● **Directions for this task**
Reproduce all of the data below word for word, but leave out any images.

[start Input for this task]

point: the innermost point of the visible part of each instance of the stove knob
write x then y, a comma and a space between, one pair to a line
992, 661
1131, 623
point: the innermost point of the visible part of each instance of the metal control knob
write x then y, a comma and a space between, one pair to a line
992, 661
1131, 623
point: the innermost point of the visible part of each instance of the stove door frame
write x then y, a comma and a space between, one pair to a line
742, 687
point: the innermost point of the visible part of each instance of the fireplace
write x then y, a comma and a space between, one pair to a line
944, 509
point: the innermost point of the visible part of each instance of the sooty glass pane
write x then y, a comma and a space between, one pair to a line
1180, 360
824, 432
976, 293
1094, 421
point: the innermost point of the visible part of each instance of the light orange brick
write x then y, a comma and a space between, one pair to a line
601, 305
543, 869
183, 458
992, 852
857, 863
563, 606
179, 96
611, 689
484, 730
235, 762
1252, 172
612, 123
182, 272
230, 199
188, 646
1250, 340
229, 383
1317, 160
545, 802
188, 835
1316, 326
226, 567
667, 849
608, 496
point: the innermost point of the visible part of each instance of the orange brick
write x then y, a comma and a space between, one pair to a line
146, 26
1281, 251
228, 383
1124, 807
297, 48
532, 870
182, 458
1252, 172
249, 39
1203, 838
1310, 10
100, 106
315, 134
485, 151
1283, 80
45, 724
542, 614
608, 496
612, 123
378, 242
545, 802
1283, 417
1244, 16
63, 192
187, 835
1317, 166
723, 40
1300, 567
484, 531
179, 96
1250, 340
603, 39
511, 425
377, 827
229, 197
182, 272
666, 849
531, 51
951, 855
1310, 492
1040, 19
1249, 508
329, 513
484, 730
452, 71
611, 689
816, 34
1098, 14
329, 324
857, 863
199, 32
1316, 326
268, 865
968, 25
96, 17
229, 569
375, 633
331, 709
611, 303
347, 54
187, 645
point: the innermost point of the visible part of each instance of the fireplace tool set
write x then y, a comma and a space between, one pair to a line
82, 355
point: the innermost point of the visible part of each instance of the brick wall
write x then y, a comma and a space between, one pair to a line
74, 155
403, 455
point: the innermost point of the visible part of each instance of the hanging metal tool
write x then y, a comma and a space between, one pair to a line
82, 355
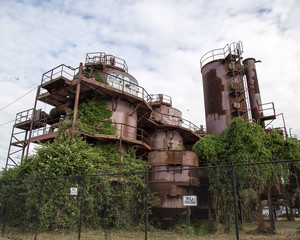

[end Input for this task]

● **Solution**
point: the innermost point of the visible part of each instance of the stove knob
write x then y, a comma and a space between, one pair to a line
992, 661
1131, 623
point: the innermost point of the visible part of each instance of the metal control knob
write x then y, a comma and a space between, one pair to a line
992, 661
1131, 623
point: the innermost point of the visible part of each instance of the stove door frame
write x then y, a comma and a space between, one pair to a line
742, 687
point: the innermost point of the visible part of each instance of the fireplace
write x then y, a comma and a space between, one pair to a line
944, 509
point: the innermost point of the visible part of each instance of the sooty glass pane
write x then y, a comma and a space between, one pair to a line
1180, 360
824, 432
976, 293
1094, 421
point: the innermost point of the visible part of each instance of the light orange brick
write x then y, a comma and a space between, one pair to a line
601, 305
543, 869
183, 458
992, 852
857, 863
563, 606
179, 96
611, 689
484, 730
235, 762
1252, 172
612, 123
182, 272
230, 199
188, 646
1250, 340
229, 383
1317, 160
545, 802
188, 835
1316, 326
226, 567
667, 849
608, 496
point: the innermost point of the visible part of each instance of the orange brick
write x then y, a comma and a space between, one pair to a line
146, 26
1281, 251
228, 383
1124, 807
297, 48
532, 870
182, 458
1252, 172
249, 39
1203, 838
1310, 10
100, 106
315, 134
485, 151
1283, 80
45, 724
542, 614
608, 496
612, 123
378, 242
545, 802
1283, 417
1244, 16
63, 192
187, 835
1317, 166
723, 40
1300, 567
484, 531
179, 96
1250, 340
603, 39
511, 425
377, 827
229, 197
182, 272
666, 849
531, 51
951, 855
1310, 492
1040, 19
1249, 508
329, 513
484, 730
452, 71
611, 689
816, 34
1098, 14
329, 324
857, 863
199, 32
1316, 326
268, 865
968, 25
96, 17
229, 569
375, 633
331, 709
611, 303
347, 54
187, 645
point: the innermost point of the visible part of each instance of the fireplace tool set
write x then y, a comma and a space between, one pair to a line
82, 355
point: the innermost point of the visible part of each instance of the brick wall
write x then y, a comma and a space between, one pair to a line
74, 155
403, 455
point: the innermost point of the visible part of each instance of the hanging metal tool
write x then y, a comma and a space between, one pair to a line
82, 355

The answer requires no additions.